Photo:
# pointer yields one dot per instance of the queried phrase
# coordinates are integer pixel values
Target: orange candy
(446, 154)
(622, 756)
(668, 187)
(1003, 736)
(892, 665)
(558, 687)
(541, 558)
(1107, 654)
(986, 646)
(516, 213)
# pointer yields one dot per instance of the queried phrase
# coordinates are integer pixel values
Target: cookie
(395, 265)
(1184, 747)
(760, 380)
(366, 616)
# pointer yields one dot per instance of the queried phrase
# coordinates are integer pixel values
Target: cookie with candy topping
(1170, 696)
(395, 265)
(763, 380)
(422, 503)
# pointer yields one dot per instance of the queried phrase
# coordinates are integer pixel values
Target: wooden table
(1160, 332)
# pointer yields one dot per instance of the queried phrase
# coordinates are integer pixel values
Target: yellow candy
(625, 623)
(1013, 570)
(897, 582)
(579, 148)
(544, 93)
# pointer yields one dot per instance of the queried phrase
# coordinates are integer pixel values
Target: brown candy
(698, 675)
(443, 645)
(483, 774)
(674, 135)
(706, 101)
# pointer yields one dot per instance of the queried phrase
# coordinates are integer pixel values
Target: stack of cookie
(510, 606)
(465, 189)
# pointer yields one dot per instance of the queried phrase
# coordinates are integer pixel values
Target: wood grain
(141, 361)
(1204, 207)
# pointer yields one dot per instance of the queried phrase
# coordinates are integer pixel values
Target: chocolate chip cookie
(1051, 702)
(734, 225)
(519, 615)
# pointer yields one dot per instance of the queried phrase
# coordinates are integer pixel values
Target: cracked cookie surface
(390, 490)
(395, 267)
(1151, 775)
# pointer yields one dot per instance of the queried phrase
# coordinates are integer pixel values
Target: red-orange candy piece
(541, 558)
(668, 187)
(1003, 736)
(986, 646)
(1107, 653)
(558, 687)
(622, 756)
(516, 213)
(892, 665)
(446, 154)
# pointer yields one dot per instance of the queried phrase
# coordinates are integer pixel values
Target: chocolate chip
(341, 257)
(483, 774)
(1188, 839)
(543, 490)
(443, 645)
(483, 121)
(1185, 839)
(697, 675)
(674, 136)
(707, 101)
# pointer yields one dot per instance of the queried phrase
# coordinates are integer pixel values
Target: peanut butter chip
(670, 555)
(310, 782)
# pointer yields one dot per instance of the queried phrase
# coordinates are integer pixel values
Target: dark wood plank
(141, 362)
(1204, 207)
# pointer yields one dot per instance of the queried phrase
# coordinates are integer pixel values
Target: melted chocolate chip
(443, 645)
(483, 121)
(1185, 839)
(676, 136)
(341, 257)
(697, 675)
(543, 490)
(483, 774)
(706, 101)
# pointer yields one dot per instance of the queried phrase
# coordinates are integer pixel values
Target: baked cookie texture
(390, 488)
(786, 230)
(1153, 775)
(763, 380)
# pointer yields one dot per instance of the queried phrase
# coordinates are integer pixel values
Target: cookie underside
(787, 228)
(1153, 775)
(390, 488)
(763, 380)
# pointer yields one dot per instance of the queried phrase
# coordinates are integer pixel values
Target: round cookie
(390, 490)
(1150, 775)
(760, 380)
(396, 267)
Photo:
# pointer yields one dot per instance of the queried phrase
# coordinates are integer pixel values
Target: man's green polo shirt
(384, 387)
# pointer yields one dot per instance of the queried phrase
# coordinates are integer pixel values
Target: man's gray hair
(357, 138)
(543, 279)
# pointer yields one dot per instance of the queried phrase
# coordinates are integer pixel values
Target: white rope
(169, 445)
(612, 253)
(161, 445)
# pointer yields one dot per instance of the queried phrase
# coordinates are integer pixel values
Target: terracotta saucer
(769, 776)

※

## Work required
Write out the whole listing again. Match it word for word.

## Task output
Photo:
# pointer yields one dot per instance of the queried phrase
# coordinates are integer pixel values
Target: orange candy
(446, 154)
(622, 756)
(668, 187)
(1003, 736)
(892, 665)
(558, 687)
(541, 558)
(1107, 654)
(986, 646)
(516, 213)
# pointer yields one dot per instance of the queried phrase
# coordinates are integer pixel values
Target: cookie
(395, 265)
(1184, 747)
(760, 380)
(366, 616)
# pointer yields one dot per instance of the queried phrase
# coordinates are integer pixel values
Target: cookie with candy topping
(1170, 696)
(395, 265)
(763, 380)
(422, 503)
# pointer yields one dot per instance of the queried phrase
# coordinates are integer pixel values
Target: wooden table
(1160, 332)
# pointer yields one dot per instance of the queried phrase
# coordinates are integer pixel values
Target: yellow candy
(625, 623)
(1013, 570)
(897, 582)
(579, 148)
(544, 93)
# pointer yields one dot per instance of the queried phrase
# coordinates are integer pixel values
Target: brown candy
(698, 675)
(443, 645)
(483, 774)
(674, 135)
(706, 101)
# pointer yields one dot per instance of the queried phrase
# coordinates are integer pixel values
Target: stack of cookie
(510, 606)
(465, 189)
# pointer yields one dot per instance of the queried phrase
# coordinates are integer pixel values
Target: wood grain
(141, 361)
(1204, 207)
# pointer yields one dot per instance of the queried phrase
# coordinates are integer pixel values
Target: chocolate chip cookie
(1051, 702)
(734, 225)
(519, 615)
# pointer yields one dot per instance of the queried phrase
# coordinates are integer pixel values
Target: cracked cookie surface
(390, 490)
(395, 267)
(1151, 775)
# pointer yields one dot per instance of the queried phrase
# coordinates are integer pixel values
Target: red-orange candy piece
(541, 558)
(668, 187)
(1003, 736)
(986, 646)
(1107, 653)
(558, 687)
(622, 756)
(516, 213)
(892, 665)
(446, 154)
# pointer yields one dot per instance of the queried phrase
# coordinates are integer pixel values
Target: chocolate chip
(341, 257)
(483, 774)
(1188, 839)
(543, 490)
(443, 645)
(483, 121)
(1185, 839)
(697, 675)
(674, 136)
(707, 101)
# pointer yields one dot per instance of the queried phrase
# coordinates are integer pixel values
Target: peanut butter chip
(670, 555)
(310, 782)
# pointer yields one dot per instance of the queried phrase
# coordinates are integer pixel values
Target: dark wood plank
(141, 362)
(1204, 207)
# pointer yields one dot per instance of the queried phrase
# coordinates are integer pixel values
Target: melted chocolate chip
(443, 645)
(483, 121)
(1185, 839)
(676, 136)
(341, 257)
(697, 675)
(543, 490)
(483, 774)
(706, 101)
# pointer yields one dot per instance of the queried phrase
# coordinates are integer pixel values
Target: baked cookie texture
(390, 488)
(786, 230)
(1153, 775)
(763, 380)
# pointer yields one dot per instance of the queried phrase
# coordinates are integer pixel values
Target: cookie underside
(787, 228)
(1153, 775)
(390, 488)
(763, 380)
# pointer yields one dot per instance of the queried phrase
# coordinates are integer pixel values
Target: round cookie
(390, 490)
(1150, 775)
(760, 380)
(396, 267)
Photo:
# pointer yields one dot per instance of the queried phrase
# coordinates are integer pixel values
Target: man's green polo shirt
(384, 387)
# pointer yields one dot per instance of the queried phrase
# coordinates are integer pixel values
Target: man's gray hair
(357, 138)
(543, 279)
# pointer yields one dot per instance of the queried phrase
# coordinates are integer pixel values
Target: white rope
(169, 445)
(612, 253)
(161, 445)
# pointer yields one dot per instance of the queried phrase
# coordinates are integer pixel values
Target: terracotta saucer
(769, 776)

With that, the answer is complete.